*REQUIREMENT*
Your task is to print all of the data word for word.

*THE DATA*
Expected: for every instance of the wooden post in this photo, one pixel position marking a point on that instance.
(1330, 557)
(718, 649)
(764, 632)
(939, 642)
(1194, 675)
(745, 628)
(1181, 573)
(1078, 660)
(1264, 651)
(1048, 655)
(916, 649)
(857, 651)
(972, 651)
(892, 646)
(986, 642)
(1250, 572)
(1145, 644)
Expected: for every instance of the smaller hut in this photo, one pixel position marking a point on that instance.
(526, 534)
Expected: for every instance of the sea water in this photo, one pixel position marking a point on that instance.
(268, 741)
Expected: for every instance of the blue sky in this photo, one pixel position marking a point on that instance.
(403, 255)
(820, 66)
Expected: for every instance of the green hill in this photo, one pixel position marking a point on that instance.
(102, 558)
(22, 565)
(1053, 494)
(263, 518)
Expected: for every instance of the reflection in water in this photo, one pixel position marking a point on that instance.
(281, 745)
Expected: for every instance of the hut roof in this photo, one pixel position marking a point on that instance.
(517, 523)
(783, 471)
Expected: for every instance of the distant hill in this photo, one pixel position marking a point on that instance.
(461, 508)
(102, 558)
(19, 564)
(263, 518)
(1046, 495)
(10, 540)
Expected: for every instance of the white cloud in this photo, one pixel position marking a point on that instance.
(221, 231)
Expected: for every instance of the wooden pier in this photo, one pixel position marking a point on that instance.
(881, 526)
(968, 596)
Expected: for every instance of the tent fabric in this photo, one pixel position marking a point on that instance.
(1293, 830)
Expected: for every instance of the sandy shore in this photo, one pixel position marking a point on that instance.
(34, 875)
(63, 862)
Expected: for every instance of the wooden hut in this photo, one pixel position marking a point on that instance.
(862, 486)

*THE RESPONSE*
Expected: for every instance of the wooden post in this photo, one pixel position marking a point on that instance.
(1330, 557)
(718, 649)
(764, 632)
(939, 642)
(1194, 675)
(745, 628)
(1181, 573)
(1078, 660)
(1264, 651)
(1048, 655)
(916, 649)
(857, 651)
(972, 651)
(892, 646)
(986, 642)
(1250, 572)
(1145, 644)
Expected: for every instance of the smaller hut in this photo, one pixel position marking a point on that instance.
(526, 534)
Expected: for every instance of the sea water in this photo, one pixel position marking a point on that instance.
(268, 741)
Expected: for every instance of the blue sky in this photo, one pixel position marking a point on that instance.
(403, 255)
(820, 66)
Expected: for every instance of the green hill in this photo, one pixel position marking a point on that instance.
(102, 558)
(22, 565)
(1053, 494)
(263, 518)
Expected: for every instance of the reflection in water in this photo, one pixel position marking a point on that instance.
(281, 745)
Expected: for every instance of the hut roof in this photo, one pixel position marking a point on that instance.
(517, 523)
(783, 471)
Expected: for every instance of the distant hill in this photo, one pixel position marking a point on that instance.
(461, 508)
(102, 558)
(19, 564)
(263, 518)
(1046, 495)
(10, 540)
Expected: for every instance of the white cloud in this photo, one pixel position marking a point on that instance.
(221, 231)
Expected: for every instance of the wooden pier in this photo, one pixel position marking a point on that instance.
(881, 526)
(968, 596)
Expected: for every instance of the tent fabric in this photo, one pixel position marking a point on that instance.
(1293, 830)
Expected: for every instance of the sandy shore in this photo, one pixel position marking a point on that instance.
(34, 875)
(63, 862)
Expected: for every instance of the wooden hut in this photo, one pixel position marking a point on that instance.
(862, 486)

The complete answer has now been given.